### PARTS OF THE EXERCISE
1. In the forum thread about the handmade train, how long were the engine and tender?
2. List the usernames of everyone who replied to James in the forum thread about the handmade train.
3. Resume the forum thread about the handmade train after its final post.

====== DOCUMENT PASSAGE

# Not a game call project from a while back



## James (Jun 24, 2014)

Here is a train I made a couple years ago for a Christmas present. The engine and tender was around 3 ft long, the tracks 4 ft long, and everyone thinks I only make noise makers.

Reactions: Like 2 | Great Post 1 | Way Cool 11


----------



## Tclem (Jun 24, 2014)

Looks good. Lots of patience

Reactions: Thank You! 1


----------



## ripjack13 (Jun 24, 2014)

Trains are noisemakers...lol

Looks good! Woo wooo

Reactions: Thank You! 1


----------



## manbuckwal (Jun 24, 2014)

Wow, very nice work on that !

Reactions: Thank You! 1


----------



## GARRYSWF (Jun 25, 2014)

That is truely some nice work, haven't had a chance to look around to much on this forum but i will be looking into your game calls.

Reactions: Thank You! 1


----------



## ironman123 (Jun 25, 2014)

Wow, that is a nice engine and tender. Took a while, I am sure but the time paid off. Great job.

============
====== DATA RECORDS

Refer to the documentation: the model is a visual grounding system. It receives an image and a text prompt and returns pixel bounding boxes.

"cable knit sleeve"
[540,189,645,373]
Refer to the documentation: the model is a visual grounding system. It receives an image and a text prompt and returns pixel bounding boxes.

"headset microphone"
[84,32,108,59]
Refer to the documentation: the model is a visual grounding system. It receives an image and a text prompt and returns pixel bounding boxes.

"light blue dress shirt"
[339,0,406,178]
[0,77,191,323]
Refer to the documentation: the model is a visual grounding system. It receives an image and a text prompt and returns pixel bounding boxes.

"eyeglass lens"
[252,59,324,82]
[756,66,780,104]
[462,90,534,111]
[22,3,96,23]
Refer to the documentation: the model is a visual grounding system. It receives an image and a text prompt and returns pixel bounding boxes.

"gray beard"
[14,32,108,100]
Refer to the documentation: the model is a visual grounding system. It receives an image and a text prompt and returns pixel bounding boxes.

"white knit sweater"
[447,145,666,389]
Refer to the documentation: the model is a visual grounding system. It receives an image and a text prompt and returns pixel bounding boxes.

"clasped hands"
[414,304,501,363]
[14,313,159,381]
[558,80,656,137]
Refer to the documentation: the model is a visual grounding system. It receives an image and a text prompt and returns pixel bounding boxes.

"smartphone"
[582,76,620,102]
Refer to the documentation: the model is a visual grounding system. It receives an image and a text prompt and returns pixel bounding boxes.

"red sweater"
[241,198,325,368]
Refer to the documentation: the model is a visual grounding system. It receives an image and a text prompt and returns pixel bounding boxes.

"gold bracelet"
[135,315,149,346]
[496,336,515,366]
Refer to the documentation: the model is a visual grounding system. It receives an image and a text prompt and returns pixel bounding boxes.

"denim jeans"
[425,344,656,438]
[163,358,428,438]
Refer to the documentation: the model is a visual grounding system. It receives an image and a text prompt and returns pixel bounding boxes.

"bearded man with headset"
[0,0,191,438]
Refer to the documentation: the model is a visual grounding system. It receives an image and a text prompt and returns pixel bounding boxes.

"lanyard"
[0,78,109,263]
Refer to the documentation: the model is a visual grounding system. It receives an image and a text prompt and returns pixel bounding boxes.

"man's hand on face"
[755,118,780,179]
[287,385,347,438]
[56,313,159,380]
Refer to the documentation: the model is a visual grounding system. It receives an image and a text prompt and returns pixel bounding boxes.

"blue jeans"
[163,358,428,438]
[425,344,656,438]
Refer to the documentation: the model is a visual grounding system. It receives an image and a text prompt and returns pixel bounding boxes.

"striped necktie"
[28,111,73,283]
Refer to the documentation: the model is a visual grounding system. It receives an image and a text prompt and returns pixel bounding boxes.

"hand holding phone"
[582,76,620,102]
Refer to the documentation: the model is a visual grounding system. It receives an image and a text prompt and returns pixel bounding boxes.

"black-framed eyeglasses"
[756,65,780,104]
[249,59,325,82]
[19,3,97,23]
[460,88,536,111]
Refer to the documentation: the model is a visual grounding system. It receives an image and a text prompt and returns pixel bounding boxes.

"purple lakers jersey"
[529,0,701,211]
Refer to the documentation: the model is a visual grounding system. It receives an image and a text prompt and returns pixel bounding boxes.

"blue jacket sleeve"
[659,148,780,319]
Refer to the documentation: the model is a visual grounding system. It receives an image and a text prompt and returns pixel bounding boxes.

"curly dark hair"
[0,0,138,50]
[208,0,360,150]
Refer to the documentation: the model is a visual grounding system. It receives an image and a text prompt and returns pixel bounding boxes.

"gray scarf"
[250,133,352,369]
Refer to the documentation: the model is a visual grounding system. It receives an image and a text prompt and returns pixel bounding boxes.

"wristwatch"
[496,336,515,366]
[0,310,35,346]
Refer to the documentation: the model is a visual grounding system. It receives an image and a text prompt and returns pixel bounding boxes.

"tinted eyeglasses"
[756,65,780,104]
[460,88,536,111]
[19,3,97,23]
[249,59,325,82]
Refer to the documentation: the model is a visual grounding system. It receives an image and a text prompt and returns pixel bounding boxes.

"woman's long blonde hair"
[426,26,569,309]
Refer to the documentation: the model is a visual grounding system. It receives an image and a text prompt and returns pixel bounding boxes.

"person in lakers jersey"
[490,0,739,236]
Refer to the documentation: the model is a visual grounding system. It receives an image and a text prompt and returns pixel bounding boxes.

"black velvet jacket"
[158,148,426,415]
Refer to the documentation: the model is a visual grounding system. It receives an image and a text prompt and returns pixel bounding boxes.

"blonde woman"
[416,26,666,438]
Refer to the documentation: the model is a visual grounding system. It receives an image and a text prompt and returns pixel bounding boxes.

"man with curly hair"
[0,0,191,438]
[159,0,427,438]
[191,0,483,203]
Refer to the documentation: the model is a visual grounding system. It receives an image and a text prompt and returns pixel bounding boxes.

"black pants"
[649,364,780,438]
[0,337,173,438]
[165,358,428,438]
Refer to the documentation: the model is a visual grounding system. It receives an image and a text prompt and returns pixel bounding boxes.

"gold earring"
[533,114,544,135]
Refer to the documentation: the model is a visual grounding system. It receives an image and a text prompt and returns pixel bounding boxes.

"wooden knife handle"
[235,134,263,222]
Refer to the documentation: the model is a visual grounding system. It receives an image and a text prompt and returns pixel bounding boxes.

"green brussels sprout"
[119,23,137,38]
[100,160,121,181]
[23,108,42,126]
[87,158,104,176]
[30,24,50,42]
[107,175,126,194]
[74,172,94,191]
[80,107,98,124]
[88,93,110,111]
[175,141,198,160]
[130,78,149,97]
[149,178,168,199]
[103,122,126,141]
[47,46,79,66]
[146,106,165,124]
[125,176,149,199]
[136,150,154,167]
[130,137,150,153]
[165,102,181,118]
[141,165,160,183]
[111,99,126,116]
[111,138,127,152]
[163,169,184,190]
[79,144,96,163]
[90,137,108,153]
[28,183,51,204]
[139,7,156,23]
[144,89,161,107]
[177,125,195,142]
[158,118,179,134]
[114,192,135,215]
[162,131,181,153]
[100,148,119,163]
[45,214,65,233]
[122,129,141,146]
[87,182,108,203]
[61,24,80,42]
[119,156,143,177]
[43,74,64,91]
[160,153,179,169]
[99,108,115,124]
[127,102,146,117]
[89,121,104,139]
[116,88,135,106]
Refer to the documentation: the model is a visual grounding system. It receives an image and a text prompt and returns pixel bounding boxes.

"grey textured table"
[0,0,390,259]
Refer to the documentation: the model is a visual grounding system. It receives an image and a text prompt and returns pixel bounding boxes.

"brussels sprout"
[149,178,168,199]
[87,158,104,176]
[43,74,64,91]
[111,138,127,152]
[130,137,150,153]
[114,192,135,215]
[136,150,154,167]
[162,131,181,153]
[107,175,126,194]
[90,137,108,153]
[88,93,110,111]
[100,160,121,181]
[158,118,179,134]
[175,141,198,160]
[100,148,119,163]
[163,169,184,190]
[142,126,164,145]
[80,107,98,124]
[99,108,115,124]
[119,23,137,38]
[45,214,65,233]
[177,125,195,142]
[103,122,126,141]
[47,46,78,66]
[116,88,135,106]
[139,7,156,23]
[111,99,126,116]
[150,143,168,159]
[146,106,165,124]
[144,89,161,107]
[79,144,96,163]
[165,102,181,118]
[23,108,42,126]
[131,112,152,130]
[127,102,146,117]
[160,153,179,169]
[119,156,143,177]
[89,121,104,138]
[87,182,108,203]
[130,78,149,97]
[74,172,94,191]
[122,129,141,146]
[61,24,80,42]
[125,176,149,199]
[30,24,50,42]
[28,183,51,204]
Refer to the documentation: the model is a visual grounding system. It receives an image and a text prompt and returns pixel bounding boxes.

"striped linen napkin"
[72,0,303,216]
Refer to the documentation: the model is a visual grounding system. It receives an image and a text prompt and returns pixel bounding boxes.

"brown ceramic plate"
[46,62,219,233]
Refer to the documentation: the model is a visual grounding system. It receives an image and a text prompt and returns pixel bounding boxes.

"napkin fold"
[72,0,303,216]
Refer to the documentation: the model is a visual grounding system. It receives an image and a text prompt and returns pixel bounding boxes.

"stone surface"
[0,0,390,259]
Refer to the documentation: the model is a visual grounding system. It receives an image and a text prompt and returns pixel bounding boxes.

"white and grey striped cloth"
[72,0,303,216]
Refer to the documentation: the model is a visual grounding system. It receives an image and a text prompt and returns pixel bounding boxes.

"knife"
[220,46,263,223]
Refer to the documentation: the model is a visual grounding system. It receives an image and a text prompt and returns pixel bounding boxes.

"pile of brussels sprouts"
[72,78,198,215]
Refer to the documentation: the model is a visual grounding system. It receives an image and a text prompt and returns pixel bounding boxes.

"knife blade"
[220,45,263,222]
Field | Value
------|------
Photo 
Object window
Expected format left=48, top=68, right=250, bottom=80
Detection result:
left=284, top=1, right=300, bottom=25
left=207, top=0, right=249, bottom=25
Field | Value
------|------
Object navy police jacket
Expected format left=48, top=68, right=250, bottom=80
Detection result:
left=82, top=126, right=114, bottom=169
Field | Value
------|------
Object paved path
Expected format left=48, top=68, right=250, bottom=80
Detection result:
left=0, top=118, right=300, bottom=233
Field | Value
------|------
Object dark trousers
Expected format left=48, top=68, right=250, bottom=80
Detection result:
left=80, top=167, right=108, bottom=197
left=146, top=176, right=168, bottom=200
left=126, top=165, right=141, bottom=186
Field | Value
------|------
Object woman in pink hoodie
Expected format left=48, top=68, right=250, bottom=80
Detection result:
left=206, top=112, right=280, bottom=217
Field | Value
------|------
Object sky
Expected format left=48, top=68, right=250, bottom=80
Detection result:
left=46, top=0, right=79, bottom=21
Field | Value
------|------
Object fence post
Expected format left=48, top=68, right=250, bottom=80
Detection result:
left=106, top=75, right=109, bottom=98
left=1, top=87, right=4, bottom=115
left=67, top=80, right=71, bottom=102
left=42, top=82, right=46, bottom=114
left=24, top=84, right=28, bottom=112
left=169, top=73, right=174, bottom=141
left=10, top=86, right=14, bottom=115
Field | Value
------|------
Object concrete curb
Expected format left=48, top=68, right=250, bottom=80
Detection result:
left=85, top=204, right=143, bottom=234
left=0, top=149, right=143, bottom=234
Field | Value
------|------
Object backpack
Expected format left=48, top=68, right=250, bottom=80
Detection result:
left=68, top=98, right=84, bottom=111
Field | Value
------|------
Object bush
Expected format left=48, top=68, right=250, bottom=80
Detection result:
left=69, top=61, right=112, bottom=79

============

### ANSWERS
1. Around 3 ft long.

2. Tclem, ripjack13, manbuckwal, GARRYSWF, ironman123

3.
Reactions: Thank You! 1


----------



## NYWoodturner (Jun 26, 2014)

Holy Cow James  Thats awesome. How many hours go into something like that?

Reactions: Like 1


----------



## James (Jun 26, 2014)

NYWoodturner said:


> Holy Cow James  Thats awesome. How many hours go into something like that?


Close to 40 hours. The only thing I did't make on it are the two barrels on the back of the engine, and the small pipes along the boiler.

Reactions: Way Cool 1


----------



## shadetree_1 (Jun 26, 2014)

Super nice, a man of many talents!!

Reactions: Thank You! 1


----------



## soljax (Jul 24, 2014)

That's absolutely beautiful. Nice work.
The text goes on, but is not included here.